## PEDIDO ESCRITO A
Atualize um trecho do texto sobre o nazismo e a supremacia branca, substituindo "filósofo" por "pensador". Comece nas palavras "O nazismo como" e pare depois de "vez em 2008.".

## TEXTO FORNECIDO
####################

O nazismo como projeto de supremacia branca a nível planetário

(por Domenico Losurdo)

O texto que se segue é um excerto de um ensaio do filósofo e historiador italiano Domenico Losurdo, intitulado “White supremacy e controrivoluzione. Stati Uniti, Russia bianca e Terzo Reich”, publicado pela primeira vez em 2008.

Agradecemos calorosamente Domenico Losurdo por ter aceite, tendo visto a publicação no nosso site. Agradecemos também o nosso amigo Valerio Starita pela tradução aos Indigènes de la République.

Entre as numerosas obras de Domenico recomendamos particularmente “Le révisionnisme en histoire. Problèmes et mythes”, Albin Michel, 2006, e mais recente, “Contre-Histoire du Libéralisme”, ed. La Découverte, 2013, que sublinha a ligação entre o liberalismo e a produção de raças sociais.

Para aqueles que não gostam muito de ler, aconselhamos um pequeno livro intitulado “Le péché originel du XXème siècle” ed. Aden, Bruxelles, 2007.

Mesmo Hitler, faz referência aos teóricos da supremacia branca, quando em 1928, ele exprime-se de forma bastante positiva sobre a “união americana”, que, “estimulada pelas doutrinas de alguns pesquisadores raciais, fixou critérios determinantes para a imigração”. É um exemplo em que é necessário tirar proveito: “ Introduzir na prática a política aplicada, os resultados já disponíveis na doutrina da raça, será um dever do movimento nacional-socialista”. Por outro lado, os ensinamentos vindos para lá do Atlântico são de igual modo preciosos no plano propriamente teórico; nós estamos perante “conhecimentos e resultados científicos”, de uma “doutrina da raça” geral que ilumina a “história mundial”. Eis uma chave preciosa, agora à nossa disposição para ler de maneira adequada, além das aparências, os conflitos políticos e sociais, não só do presente mas também do passado.

####################

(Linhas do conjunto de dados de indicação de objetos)
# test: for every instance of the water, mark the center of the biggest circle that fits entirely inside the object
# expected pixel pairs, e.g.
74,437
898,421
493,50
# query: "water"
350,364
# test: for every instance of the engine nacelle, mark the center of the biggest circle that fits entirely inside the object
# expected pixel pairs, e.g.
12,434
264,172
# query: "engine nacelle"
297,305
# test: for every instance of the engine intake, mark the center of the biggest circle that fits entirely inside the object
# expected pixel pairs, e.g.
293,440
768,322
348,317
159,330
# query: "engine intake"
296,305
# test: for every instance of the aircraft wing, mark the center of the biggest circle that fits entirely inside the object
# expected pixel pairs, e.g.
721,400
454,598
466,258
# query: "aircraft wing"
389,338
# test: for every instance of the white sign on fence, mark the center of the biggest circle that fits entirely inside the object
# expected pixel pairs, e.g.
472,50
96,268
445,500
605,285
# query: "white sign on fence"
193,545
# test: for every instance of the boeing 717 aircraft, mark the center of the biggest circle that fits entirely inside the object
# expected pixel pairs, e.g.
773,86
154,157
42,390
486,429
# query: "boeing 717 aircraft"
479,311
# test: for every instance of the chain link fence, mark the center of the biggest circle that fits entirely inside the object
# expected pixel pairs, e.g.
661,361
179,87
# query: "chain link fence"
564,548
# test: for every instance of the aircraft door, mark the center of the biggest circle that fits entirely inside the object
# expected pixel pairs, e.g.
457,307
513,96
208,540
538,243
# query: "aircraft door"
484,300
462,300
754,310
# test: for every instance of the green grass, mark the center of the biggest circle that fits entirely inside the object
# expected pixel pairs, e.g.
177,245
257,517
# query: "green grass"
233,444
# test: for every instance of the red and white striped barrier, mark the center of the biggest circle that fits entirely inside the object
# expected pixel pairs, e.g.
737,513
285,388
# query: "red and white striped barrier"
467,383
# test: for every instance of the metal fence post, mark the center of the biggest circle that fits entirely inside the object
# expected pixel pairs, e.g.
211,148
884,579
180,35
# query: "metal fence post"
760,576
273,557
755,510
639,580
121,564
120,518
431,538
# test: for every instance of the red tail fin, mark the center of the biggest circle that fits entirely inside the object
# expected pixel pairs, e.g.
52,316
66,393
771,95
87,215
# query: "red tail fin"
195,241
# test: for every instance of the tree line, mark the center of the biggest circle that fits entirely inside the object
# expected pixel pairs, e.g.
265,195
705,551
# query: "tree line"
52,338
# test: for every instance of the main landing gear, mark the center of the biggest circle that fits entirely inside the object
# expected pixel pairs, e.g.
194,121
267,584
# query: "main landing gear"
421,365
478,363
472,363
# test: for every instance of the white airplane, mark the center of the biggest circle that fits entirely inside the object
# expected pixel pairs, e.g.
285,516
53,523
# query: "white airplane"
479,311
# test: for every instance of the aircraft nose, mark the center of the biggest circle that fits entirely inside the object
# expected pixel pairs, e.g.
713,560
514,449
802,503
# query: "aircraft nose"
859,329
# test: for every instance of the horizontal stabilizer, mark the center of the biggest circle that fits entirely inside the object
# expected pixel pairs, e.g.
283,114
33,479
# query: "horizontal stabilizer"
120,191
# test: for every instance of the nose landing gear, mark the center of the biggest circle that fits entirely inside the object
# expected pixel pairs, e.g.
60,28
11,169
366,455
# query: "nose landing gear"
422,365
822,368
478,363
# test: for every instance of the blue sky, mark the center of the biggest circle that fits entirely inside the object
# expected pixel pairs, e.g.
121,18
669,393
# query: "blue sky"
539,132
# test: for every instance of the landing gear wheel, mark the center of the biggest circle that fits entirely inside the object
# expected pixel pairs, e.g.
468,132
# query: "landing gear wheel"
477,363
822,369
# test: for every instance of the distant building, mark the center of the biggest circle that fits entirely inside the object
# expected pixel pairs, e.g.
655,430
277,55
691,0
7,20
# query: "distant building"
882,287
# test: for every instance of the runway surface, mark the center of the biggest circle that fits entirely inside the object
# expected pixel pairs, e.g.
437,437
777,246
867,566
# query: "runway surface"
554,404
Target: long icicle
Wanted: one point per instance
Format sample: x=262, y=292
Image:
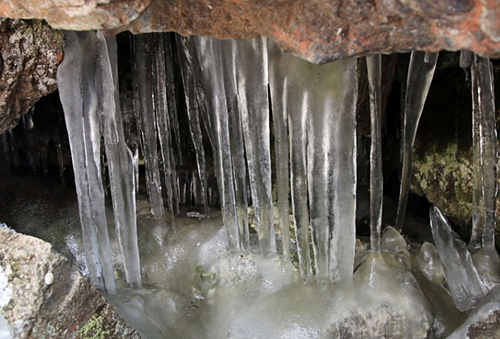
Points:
x=376, y=178
x=485, y=258
x=193, y=112
x=343, y=170
x=120, y=161
x=298, y=179
x=146, y=116
x=476, y=240
x=420, y=73
x=278, y=89
x=238, y=156
x=208, y=50
x=162, y=119
x=253, y=96
x=77, y=77
x=172, y=97
x=483, y=76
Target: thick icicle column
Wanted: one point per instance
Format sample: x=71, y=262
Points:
x=89, y=94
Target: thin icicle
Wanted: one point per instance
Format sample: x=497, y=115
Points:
x=343, y=171
x=284, y=81
x=120, y=163
x=147, y=120
x=420, y=73
x=297, y=114
x=483, y=77
x=77, y=77
x=14, y=150
x=209, y=55
x=238, y=156
x=278, y=88
x=192, y=108
x=6, y=149
x=162, y=118
x=476, y=240
x=252, y=78
x=376, y=178
x=485, y=256
x=464, y=283
x=172, y=97
x=60, y=160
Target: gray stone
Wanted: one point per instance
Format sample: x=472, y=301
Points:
x=69, y=307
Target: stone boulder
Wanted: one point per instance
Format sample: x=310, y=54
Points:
x=30, y=52
x=43, y=296
x=442, y=164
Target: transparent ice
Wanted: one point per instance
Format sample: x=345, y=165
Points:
x=420, y=73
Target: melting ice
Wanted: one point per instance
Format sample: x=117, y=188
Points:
x=242, y=280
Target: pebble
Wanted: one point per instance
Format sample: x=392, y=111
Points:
x=49, y=278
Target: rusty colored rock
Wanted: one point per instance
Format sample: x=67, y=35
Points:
x=316, y=30
x=30, y=52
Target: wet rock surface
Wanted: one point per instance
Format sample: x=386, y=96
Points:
x=318, y=30
x=442, y=167
x=30, y=52
x=44, y=297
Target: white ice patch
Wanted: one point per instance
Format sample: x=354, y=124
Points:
x=5, y=291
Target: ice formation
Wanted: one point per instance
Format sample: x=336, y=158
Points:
x=420, y=73
x=238, y=94
x=89, y=68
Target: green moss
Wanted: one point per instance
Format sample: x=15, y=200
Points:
x=94, y=328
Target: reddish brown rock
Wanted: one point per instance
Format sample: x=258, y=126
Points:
x=30, y=52
x=317, y=30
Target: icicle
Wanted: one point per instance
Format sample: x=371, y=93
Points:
x=252, y=77
x=162, y=118
x=192, y=108
x=147, y=120
x=376, y=178
x=60, y=160
x=420, y=73
x=476, y=240
x=463, y=280
x=297, y=114
x=209, y=55
x=6, y=150
x=230, y=65
x=278, y=90
x=330, y=94
x=172, y=97
x=79, y=95
x=135, y=163
x=482, y=242
x=14, y=150
x=483, y=77
x=429, y=264
x=120, y=163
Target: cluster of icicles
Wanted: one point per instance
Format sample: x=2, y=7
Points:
x=230, y=87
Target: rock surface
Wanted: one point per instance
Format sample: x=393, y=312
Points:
x=69, y=307
x=319, y=30
x=30, y=52
x=442, y=167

####################

## PEDIDO ESCRITO B
Formate como tabela Markdown, com as colunas "Número" e "Linha do registo", as linhas dos registos acima, a começar na linha que contém "Target: transparent ice" e a terminar depois da linha que contém "x=94, y=328". Deixe de fora as linhas em branco.

## RESULTADO A
O nazismo como projeto de supremacia branca a nível planetário

(por Domenico Losurdo)

O texto que se segue é um excerto de um ensaio do pensador e historiador italiano Domenico Losurdo, intitulado “White supremacy e controrivoluzione. Stati Uniti, Russia bianca e Terzo Reich”, publicado pela primeira vez em 2008.

## RESULTADO B
| Número | Linha do registo |
|---|---|
| 1 | Target: transparent ice |
| 2 | Wanted: one point per instance |
| 3 | Format sample: x=345, y=165 |
| 4 | Points: |
| 5 | x=420, y=73 |
| 6 | Target: melting ice |
| 7 | Wanted: one point per instance |
| 8 | Format sample: x=117, y=188 |
| 9 | Points: |
| 10 | x=242, y=280 |
| 11 | Target: pebble |
| 12 | Wanted: one point per instance |
| 13 | Format sample: x=392, y=111 |
| 14 | Points: |
| 15 | x=49, y=278 |
| 16 | Target: rusty colored rock |
| 17 | Wanted: one point per instance |
| 18 | Format sample: x=67, y=35 |
| 19 | Points: |
| 20 | x=316, y=30 |
| 21 | x=30, y=52 |
| 22 | Target: wet rock surface |
| 23 | Wanted: one point per instance |
| 24 | Format sample: x=386, y=96 |
| 25 | Points: |
| 26 | x=318, y=30 |
| 27 | x=442, y=167 |
| 28 | x=30, y=52 |
| 29 | x=44, y=297 |
| 30 | Target: white ice patch |
| 31 | Wanted: one point per instance |
| 32 | Format sample: x=354, y=124 |
| 33 | Points: |
| 34 | x=5, y=291 |
| 35 | Target: ice formation |
| 36 | Wanted: one point per instance |
| 37 | Format sample: x=336, y=158 |
| 38 | Points: |
| 39 | x=420, y=73 |
| 40 | x=238, y=94 |
| 41 | x=89, y=68 |
| 42 | Target: green moss |
| 43 | Wanted: one point per instance |
| 44 | Format sample: x=15, y=200 |
| 45 | Points: |
| 46 | x=94, y=328 |